D'après l'extrait sur les théâtres et musées fermés, quel jour la « machine à rêves » devait-elle redémarrer ?

§ Extrait fourni
^^^^^^^^^^^^^^^^

Nice-Matin (Nice Littoral et Vallées)
Théâtres et musées fermés, rêves en sommeil
L’hiver arrive. En fait, il est déjà là mais nous n’en éprouvons pas encore la morsure. Rien à voir avec le calendrier. Ou avec la météo. C’est d’un autre hiver qu’il s’agit. Il a commencé en et il peut durer longtemps. Théâtres, musées et cinémas fermés, festivals décalés : c’est toute la machine à rêves qui se grippe. Elle devait redémarrer aujourd’hui jeudi. Faux départ. Le virus fait court circuit. Pour une bonne partie des Français, c’est loin d’être une préoccupation majeure. Quand la vie sociale se réduit comme peau de chagrin, on est surtout nostalgique des virées au resto, des apéros entre copains, de sa place de stade ou de son forfait au ski. Autant de sensations que l’on ne peut vivre par procuration. Alors qu’il suffit apparemment de cliquer sur sa télécommande ou son ordinateur pour accéder à tout le répertoire et taquiner sa muse préférée. Et que répondre à ceux qui risquent d’y laisser leur emploi, leur commerce et même leur santé ? Picasso ou Pfizer ? Villon ou écouvillon ? Comédie ou épidémie ? Le débat est plié avant d’avoir commencé.

^^^^^^^^^^^^^^^^

§ Extraits du listing
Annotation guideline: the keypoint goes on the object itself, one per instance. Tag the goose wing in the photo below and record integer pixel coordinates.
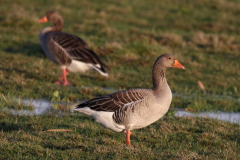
(76, 48)
(115, 101)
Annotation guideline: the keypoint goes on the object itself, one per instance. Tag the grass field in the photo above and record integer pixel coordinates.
(128, 36)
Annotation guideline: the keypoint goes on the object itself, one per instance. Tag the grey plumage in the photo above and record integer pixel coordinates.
(64, 48)
(135, 108)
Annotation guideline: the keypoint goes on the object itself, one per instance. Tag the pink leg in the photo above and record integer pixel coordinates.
(64, 77)
(128, 133)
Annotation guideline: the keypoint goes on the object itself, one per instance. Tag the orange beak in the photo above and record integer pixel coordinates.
(177, 65)
(43, 20)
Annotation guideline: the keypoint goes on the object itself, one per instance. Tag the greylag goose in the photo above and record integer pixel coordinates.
(68, 51)
(135, 108)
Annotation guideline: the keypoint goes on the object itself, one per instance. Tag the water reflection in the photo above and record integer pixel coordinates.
(224, 116)
(46, 107)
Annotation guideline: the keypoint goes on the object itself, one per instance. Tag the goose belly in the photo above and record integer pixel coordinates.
(78, 66)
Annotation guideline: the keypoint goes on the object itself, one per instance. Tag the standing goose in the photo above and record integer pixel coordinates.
(68, 51)
(135, 108)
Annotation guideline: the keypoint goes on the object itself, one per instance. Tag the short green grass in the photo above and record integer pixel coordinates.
(128, 36)
(23, 137)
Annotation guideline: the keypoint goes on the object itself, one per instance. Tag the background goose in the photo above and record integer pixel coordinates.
(136, 108)
(67, 50)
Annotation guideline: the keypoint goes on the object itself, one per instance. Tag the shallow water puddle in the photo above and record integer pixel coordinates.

^^^^^^^^^^^^^^^^

§ Réponse attendue
Aujourd'hui jeudi.